• Source extract:
# CCD - Caledon Resources



## mrgroundwork (29 May 2008)

Thought I'd post this up given the interest in the coal sector at the moment...  CCD looks set to list around the 4th June after it's IPO through ABN AMRO was massively oversubscribed and closed early... it will be dual listed on the AIM (london exchange) and ASX, but the majority of shares will be on the AIM...

the IPO price was $1.10AUD, which is a nice paper profit for those lucky enough to get stock in through ABN AMRO... it is currently trading at close to $1.90AUD on the london exchange, so you would assume on opening day the price will be around that mark or higher... 

it really is the first decent up-and-coming Australian coal producer to list in quite some time... very exciting prospects and new technology being implemented....

in compliance with JORC they are currently sitting on coal in QLD of:
Cook - 176Mt
Minyango - 240Mt

Not bad for a company with a market CAP of only GBP$160million...

Main risks will be whether the ramp up of the cook mine is successful and can achieve targets... also whether Minyango will make it into production eventually... 

I disclose holdings currently on the AIM


----------



## mrgroundwork (29 May 2008)

*Re: CCD - Caledon Mining*

Caledon is listed on the AIM Market operated by the London Stock Exchange (“AIM”). The Company is a coal producer and explorer with operations and development projects in Australia’s Bowen Basin, which is one of the world’s premier coal regions.

Caledon is currently seeking an additional listing on the Australian Stock Exchange (“ASX”).

The Company operates the Cook underground mine and related processing and infrastructure facilities. The operation is primarily focussed on the ramp-up of the installed Magatar Linear Mining System to produce predominantly coking coal.  The Company has recently recommissioned the mine and is currently ramping up production with a target of 100,000 tonnes per
month by mid 2008. This advanced Magatar system has attracted a lot of attention in the mining industry due to its anticipated improvement in productivity and efficiency for underground resources not suitable for longwall mining. Caledon is the agent for the intellectual property owner of the relevant mining methodology in Australia, New Zealand and Indonesia.

Caledon is also progressing the evaluation of the nearby Minyango Deposit which contains a significant underground coking and thermal coal resource. 
The Company is currently completing its second drilling program designed to advance 40–60Mt of indicated and inferred resource into the measured category in preparation for pre and final feasibility studies. Caledon believes
this deposit has the potential to support a 2–3Mt per annum mine with ramp-up intended to coincide with the commissioning of
the new Wiggins Island coal terminal expected in 2012.

Caledon is poised for substantial sustainable growth at a time of strong demand for coking and thermal coal with current press reports of record prices for the current year. The Board of Caledon are delighted to have the experience of Mark Trevan (Managing Director) and Peter Seear (Chief Operating Officer) who together bring over 50 years mining experience to
Caledon’s operations.

• Records for this exercise:
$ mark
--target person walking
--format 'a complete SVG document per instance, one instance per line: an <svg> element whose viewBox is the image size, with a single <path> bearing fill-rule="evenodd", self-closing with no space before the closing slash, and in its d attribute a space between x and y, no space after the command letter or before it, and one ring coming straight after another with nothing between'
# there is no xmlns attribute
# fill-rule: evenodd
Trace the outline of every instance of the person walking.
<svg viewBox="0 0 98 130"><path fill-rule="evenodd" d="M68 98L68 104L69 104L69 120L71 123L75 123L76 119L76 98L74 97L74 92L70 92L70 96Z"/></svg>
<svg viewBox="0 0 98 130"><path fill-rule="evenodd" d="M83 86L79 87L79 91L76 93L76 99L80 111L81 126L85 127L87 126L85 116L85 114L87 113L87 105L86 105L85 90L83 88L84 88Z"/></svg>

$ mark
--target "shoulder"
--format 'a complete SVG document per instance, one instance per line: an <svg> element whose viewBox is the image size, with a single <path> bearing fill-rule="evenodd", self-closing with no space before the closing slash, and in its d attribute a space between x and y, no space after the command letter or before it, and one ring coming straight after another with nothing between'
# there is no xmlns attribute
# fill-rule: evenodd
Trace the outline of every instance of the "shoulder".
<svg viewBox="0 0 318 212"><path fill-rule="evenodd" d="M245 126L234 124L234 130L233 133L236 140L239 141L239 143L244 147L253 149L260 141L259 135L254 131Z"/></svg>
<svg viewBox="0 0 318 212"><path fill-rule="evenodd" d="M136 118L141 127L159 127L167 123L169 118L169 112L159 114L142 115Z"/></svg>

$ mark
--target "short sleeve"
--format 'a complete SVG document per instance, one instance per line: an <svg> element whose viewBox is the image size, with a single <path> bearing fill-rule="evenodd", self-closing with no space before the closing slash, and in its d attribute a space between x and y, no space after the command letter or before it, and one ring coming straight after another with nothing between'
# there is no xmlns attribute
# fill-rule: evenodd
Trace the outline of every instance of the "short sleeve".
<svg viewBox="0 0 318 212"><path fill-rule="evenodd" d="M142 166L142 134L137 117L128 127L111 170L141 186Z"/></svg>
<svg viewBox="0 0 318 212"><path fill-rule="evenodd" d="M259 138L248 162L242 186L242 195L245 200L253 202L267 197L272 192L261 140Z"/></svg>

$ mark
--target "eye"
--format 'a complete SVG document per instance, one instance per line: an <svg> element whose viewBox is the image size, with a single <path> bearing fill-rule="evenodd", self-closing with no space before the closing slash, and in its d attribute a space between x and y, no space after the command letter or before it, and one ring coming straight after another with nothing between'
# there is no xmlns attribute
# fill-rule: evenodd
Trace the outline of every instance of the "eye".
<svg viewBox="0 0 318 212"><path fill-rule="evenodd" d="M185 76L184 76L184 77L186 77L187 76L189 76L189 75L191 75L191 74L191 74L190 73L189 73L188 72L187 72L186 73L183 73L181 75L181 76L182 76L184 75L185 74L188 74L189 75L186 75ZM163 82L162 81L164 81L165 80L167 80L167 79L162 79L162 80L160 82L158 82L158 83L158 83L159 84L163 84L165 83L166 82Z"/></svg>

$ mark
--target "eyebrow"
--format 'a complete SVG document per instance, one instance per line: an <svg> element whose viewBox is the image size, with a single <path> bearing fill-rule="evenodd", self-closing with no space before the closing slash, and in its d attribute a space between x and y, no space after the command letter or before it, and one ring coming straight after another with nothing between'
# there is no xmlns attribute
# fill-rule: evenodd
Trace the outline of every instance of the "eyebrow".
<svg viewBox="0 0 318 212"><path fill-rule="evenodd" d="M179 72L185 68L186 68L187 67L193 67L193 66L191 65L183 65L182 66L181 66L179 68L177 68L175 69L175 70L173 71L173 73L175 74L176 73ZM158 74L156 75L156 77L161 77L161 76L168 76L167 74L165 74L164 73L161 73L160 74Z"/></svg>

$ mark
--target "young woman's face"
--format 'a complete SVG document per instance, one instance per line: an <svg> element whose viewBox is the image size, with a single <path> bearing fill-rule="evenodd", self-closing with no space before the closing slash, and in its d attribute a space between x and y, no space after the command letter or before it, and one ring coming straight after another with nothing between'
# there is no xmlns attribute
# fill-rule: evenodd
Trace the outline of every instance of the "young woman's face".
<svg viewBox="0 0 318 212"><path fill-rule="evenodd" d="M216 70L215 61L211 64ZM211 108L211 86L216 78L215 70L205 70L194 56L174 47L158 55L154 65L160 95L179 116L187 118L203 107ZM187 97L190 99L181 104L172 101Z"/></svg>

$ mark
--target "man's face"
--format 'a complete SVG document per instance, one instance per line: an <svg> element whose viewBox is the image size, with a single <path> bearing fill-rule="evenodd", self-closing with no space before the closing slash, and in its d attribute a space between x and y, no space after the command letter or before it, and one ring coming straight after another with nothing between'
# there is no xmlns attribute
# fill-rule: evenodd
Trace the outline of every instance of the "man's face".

• Tasks to carry out:
[1] Return, word for word, the passage of the Caledon Resources thread that opens with the words containing "Thought I'd post" and closes with "mark or higher...".
[2] List every line of the records that contains the string "target", copying each such line unchanged.

• Results:
[1]
Thought I'd post this up given the interest in the coal sector at the moment...  CCD looks set to list around the 4th June after it's IPO through ABN AMRO was massively oversubscribed and closed early... it will be dual listed on the AIM (london exchange) and ASX, but the majority of shares will be on the AIM...

the IPO price was $1.10AUD, which is a nice paper profit for those lucky enough to get stock in through ABN AMRO... it is currently trading at close to $1.90AUD on the london exchange, so you would assume on opening day the price will be around that mark or higher...

[2]
--target person walking
--target "shoulder"
--target "short sleeve"
--target "eye"
--target "eyebrow"
--target "young woman's face"
--target "man's face"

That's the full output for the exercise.